:: Verilen alıştırma 1 ::
Aşağıdaki Adalar yazısının tamamını hiçbir değişiklik yapmadan tekrarlayın.

ManşetKöşe YazılarıYazarlar

Yoksa siz atların eziyet görmesinden mi yanasınız?

0

Bugüne kadar Adalar‘dan söz etmeyeyim dedim, hep kendi kendime. Bu hafta da başka bir konu üzerinde çalışırken, baktım olacak gibi değil. Konu gittikçe büyüyor ve üstelik göründüğünden daha derin. Bu yüzden oturdum, Adalar’da geçtiğimiz hafta yaşanan sorun üzerine yazmaya karar verdim.

Önce izninizle bir giriş yapayım, konumuzla ilgili olduğun düşündüğüm:

Adalar İstanbul‘da kalmış son sayfiye mekanı özelliği taşıyan yerleşim biçimine sahip yer. Geçmişte sur içi İstanbul dışındaki bütün semtler aşağı yukarı bu düzendeydi. 19. yüzyıldan sonra düzenli vapur ve tren seferlerinin başlamasından sonra bir çok semtte benzer bir yerleşim düzeni oluştu. Çekirdeğinde, transfer merkezi özelliği taşıyan istasyon veya vapur iskelesi ve onun çevresinde yürünebilir mesafede bitişik nizam bir yapı dokusu. Yeşilköy, Erenköy, Kızıltoprak, Feneryolu, Göztepe… gibi semtlerde olduğu gibi burada çarşı, yani lokantalar, küçük ticarethaneler, üretim, marangozlar, bakkallar, kasaplar, manavlar… bulunurdu. Ayrıca orta sınıf konutları da burada yer alırdı ve her yere yürüyerek ulaşılırdı. Bu yerleşim dokusu içinde her mevsim sürekli bir nüfus yaşardı.

Kayıtlı girdiler
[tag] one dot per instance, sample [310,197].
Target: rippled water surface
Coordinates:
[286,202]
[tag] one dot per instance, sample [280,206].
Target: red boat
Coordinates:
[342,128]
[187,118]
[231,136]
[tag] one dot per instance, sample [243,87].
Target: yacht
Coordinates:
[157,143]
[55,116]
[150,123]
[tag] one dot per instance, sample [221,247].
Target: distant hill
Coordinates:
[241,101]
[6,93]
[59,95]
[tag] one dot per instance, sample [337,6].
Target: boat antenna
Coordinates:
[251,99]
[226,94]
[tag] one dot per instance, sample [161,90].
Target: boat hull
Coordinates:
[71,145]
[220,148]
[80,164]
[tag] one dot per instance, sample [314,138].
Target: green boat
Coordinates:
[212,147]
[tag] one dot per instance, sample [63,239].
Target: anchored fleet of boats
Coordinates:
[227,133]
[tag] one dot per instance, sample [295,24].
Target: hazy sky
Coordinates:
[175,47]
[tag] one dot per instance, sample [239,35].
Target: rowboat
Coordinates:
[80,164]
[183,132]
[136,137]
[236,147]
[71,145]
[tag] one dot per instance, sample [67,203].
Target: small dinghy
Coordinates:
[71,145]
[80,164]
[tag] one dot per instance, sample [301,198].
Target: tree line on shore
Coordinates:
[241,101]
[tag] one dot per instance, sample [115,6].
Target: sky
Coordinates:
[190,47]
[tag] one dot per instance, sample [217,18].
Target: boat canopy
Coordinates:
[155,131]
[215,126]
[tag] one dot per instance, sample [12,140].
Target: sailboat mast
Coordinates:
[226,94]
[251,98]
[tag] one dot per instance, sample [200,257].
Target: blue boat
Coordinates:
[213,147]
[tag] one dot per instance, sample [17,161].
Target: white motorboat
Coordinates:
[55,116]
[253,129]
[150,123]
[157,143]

:: Verilen alıştırma 2 ::
Lütfen yukarıdaki girdilerde "[tag] one dot per instance, sample [243,87]." ifadesini içeren satırdan girdilerin son satırına kadar, iki uç da dahil, tüm satırları aynen kopyalayın ve yalnızca bunları verin.

:: Alıştırma çözümü 1 ::
ManşetKöşe YazılarıYazarlar

Yoksa siz atların eziyet görmesinden mi yanasınız?

0

Bugüne kadar Adalar‘dan söz etmeyeyim dedim, hep kendi kendime. Bu hafta da başka bir konu üzerinde çalışırken, baktım olacak gibi değil. Konu gittikçe büyüyor ve üstelik göründüğünden daha derin. Bu yüzden oturdum, Adalar’da geçtiğimiz hafta yaşanan sorun üzerine yazmaya karar verdim.

Önce izninizle bir giriş yapayım, konumuzla ilgili olduğun düşündüğüm:

Adalar İstanbul‘da kalmış son sayfiye mekanı özelliği taşıyan yerleşim biçimine sahip yer. Geçmişte sur içi İstanbul dışındaki bütün semtler aşağı yukarı bu düzendeydi. 19. yüzyıldan sonra düzenli vapur ve tren seferlerinin başlamasından sonra bir çok semtte benzer bir yerleşim düzeni oluştu. Çekirdeğinde, transfer merkezi özelliği taşıyan istasyon veya vapur iskelesi ve onun çevresinde yürünebilir mesafede bitişik nizam bir yapı dokusu. Yeşilköy, Erenköy, Kızıltoprak, Feneryolu, Göztepe… gibi semtlerde olduğu gibi burada çarşı, yani lokantalar, küçük ticarethaneler, üretim, marangozlar, bakkallar, kasaplar, manavlar… bulunurdu. Ayrıca orta sınıf konutları da burada yer alırdı ve her yere yürüyerek ulaşılırdı. Bu yerleşim dokusu içinde her mevsim sürekli bir nüfus yaşardı.

:: Alıştırma çözümü 2 ::
[tag] one dot per instance, sample [243,87].
Target: yacht
Coordinates:
[157,143]
[55,116]
[150,123]
[tag] one dot per instance, sample [221,247].
Target: distant hill
Coordinates:
[241,101]
[6,93]
[59,95]
[tag] one dot per instance, sample [337,6].
Target: boat antenna
Coordinates:
[251,99]
[226,94]
[tag] one dot per instance, sample [161,90].
Target: boat hull
Coordinates:
[71,145]
[220,148]
[80,164]
[tag] one dot per instance, sample [314,138].
Target: green boat
Coordinates:
[212,147]
[tag] one dot per instance, sample [63,239].
Target: anchored fleet of boats
Coordinates:
[227,133]
[tag] one dot per instance, sample [295,24].
Target: hazy sky
Coordinates:
[175,47]
[tag] one dot per instance, sample [239,35].
Target: rowboat
Coordinates:
[80,164]
[183,132]
[136,137]
[236,147]
[71,145]
[tag] one dot per instance, sample [67,203].
Target: small dinghy
Coordinates:
[71,145]
[80,164]
[tag] one dot per instance, sample [301,198].
Target: tree line on shore
Coordinates:
[241,101]
[tag] one dot per instance, sample [115,6].
Target: sky
Coordinates:
[190,47]
[tag] one dot per instance, sample [217,18].
Target: boat canopy
Coordinates:
[155,131]
[215,126]
[tag] one dot per instance, sample [12,140].
Target: sailboat mast
Coordinates:
[226,94]
[251,98]
[tag] one dot per instance, sample [200,257].
Target: blue boat
Coordinates:
[213,147]
[tag] one dot per instance, sample [17,161].
Target: white motorboat
Coordinates:
[55,116]
[253,129]
[150,123]
[157,143]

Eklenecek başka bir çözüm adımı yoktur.